Labeled-object pointing entries
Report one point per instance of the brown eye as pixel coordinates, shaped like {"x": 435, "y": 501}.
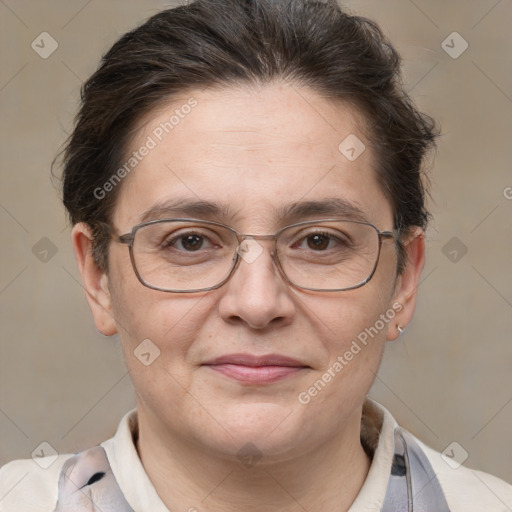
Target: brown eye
{"x": 191, "y": 242}
{"x": 318, "y": 241}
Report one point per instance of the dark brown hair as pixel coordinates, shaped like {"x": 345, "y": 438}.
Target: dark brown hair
{"x": 211, "y": 43}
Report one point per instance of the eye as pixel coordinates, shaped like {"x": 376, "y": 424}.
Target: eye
{"x": 188, "y": 241}
{"x": 322, "y": 241}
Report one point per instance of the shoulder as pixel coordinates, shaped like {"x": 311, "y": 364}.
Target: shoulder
{"x": 31, "y": 485}
{"x": 466, "y": 489}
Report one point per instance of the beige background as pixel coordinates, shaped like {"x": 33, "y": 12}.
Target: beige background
{"x": 448, "y": 379}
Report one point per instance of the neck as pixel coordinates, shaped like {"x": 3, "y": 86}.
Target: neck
{"x": 190, "y": 477}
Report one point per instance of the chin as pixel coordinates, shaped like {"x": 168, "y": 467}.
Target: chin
{"x": 257, "y": 430}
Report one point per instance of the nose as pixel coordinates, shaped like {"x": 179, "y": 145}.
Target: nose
{"x": 256, "y": 293}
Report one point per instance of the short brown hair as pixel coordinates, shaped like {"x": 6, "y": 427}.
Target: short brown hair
{"x": 232, "y": 42}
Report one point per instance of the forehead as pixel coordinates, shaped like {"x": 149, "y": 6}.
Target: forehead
{"x": 253, "y": 156}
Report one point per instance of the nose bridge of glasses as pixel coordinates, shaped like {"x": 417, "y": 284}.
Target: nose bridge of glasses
{"x": 250, "y": 247}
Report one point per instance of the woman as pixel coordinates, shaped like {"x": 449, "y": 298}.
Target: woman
{"x": 245, "y": 186}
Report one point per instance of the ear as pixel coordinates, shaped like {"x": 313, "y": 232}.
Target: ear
{"x": 95, "y": 281}
{"x": 406, "y": 289}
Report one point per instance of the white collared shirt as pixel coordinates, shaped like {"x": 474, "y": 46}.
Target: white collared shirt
{"x": 26, "y": 487}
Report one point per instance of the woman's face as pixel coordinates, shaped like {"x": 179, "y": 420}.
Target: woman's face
{"x": 253, "y": 153}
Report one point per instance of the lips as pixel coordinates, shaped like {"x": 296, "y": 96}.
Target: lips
{"x": 252, "y": 369}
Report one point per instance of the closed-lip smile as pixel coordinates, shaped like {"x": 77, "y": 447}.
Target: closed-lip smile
{"x": 252, "y": 369}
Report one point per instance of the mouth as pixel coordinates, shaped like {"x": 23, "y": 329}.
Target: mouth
{"x": 257, "y": 369}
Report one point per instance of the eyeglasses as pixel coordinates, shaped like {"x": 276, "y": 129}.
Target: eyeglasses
{"x": 189, "y": 255}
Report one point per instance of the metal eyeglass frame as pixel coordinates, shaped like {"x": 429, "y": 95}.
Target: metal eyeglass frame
{"x": 128, "y": 239}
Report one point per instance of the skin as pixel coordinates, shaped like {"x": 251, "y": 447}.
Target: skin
{"x": 254, "y": 149}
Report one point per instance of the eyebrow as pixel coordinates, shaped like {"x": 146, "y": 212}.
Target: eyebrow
{"x": 336, "y": 207}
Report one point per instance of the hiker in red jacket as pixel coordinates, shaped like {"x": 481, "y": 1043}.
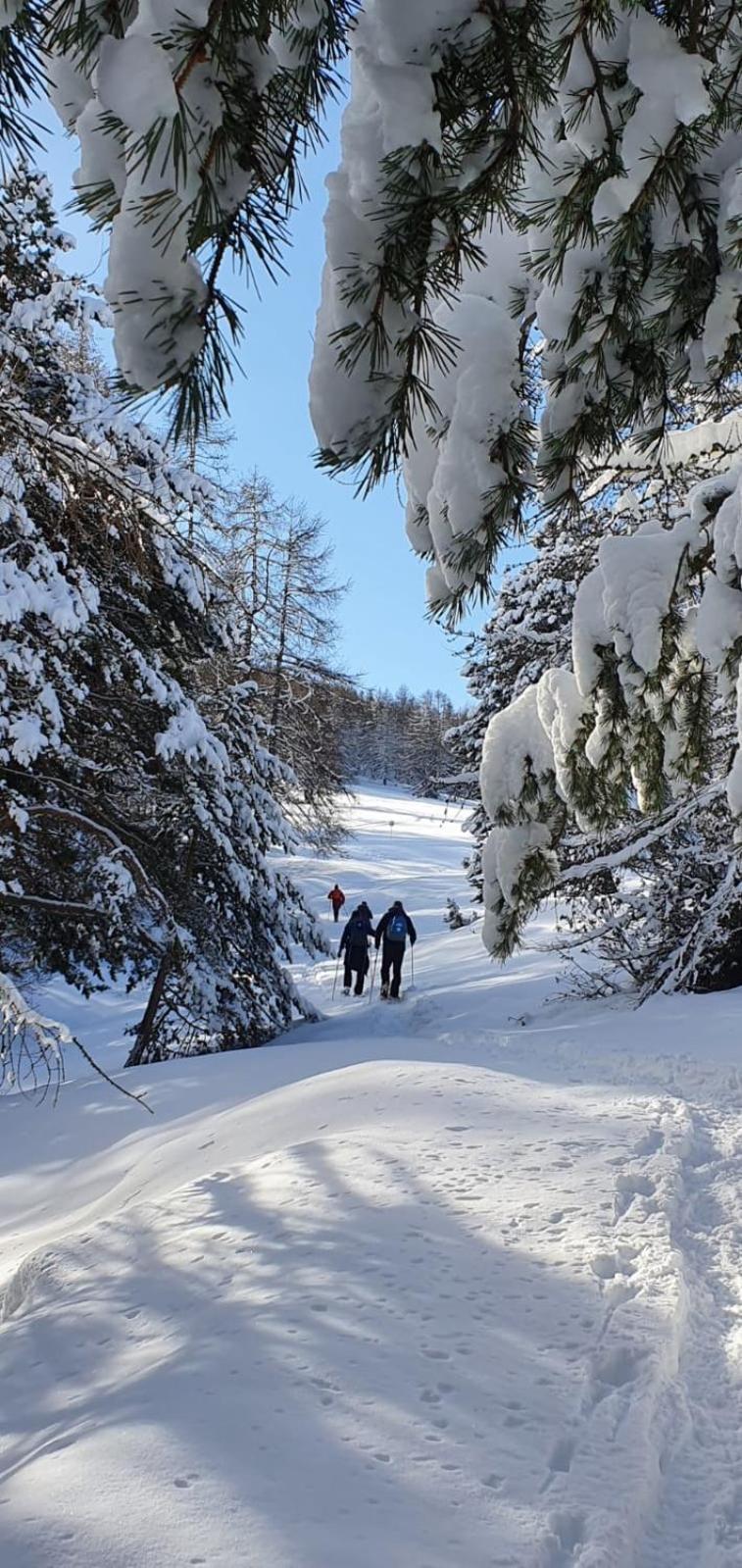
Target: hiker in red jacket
{"x": 336, "y": 899}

### [Required work]
With pictures left out, extract the lines from the one containing "Report one point per instance of the nose bridge" to the end of the material above, both included, exactly as written.

### [Response to the task]
Report one point per instance of the nose bridge of glasses as pixel coordinates, shaped like {"x": 417, "y": 284}.
Target: nose bridge of glasses
{"x": 250, "y": 247}
Report one point per instance of the woman as pixel coordinates, shaped like {"x": 449, "y": 298}.
Target: woman
{"x": 245, "y": 186}
Report one point per instance of the ear as pixel coordinates, shaped like {"x": 313, "y": 232}.
Target: ear
{"x": 95, "y": 281}
{"x": 406, "y": 289}
Report one point per instance of the white collared shirt as pixel coordinates, shaped like {"x": 474, "y": 46}.
Target: white collared shirt
{"x": 26, "y": 487}
Report one point per instance of the woman's face as pixel coordinates, shaped like {"x": 179, "y": 420}.
Target: woman's face
{"x": 253, "y": 153}
Report one point per instance of the lips as pixel coordinates, shaped like {"x": 296, "y": 96}.
Target: lips
{"x": 252, "y": 369}
Report one point per instance of the closed-lip smile as pixel coordinates, shaped like {"x": 77, "y": 447}.
Target: closed-lip smile
{"x": 252, "y": 369}
Report one point per instance of the mouth as pixel coordinates, shaped like {"x": 23, "y": 329}.
Target: mouth
{"x": 257, "y": 369}
Report one point per instance of the eyeglasses as pixel coordinates, shaped like {"x": 276, "y": 129}.
Target: eyeglasses
{"x": 189, "y": 255}
Report one point per instance of the metal eyeglass frame as pixel coordinates, shaped like {"x": 429, "y": 95}.
Target: metal eyeglass frame
{"x": 128, "y": 239}
Report one point per instance of the skin as pixel coordinates, shaped like {"x": 251, "y": 447}.
Target: skin
{"x": 254, "y": 149}
Report one point per instance of the eyebrow as pixel coordinates, shaped like {"x": 146, "y": 212}.
Target: eyebrow
{"x": 336, "y": 207}
Report one point per instance of the hiker in red jacket as pixel coordinates, shaped like {"x": 481, "y": 1043}.
Target: hiker in red jacket
{"x": 336, "y": 899}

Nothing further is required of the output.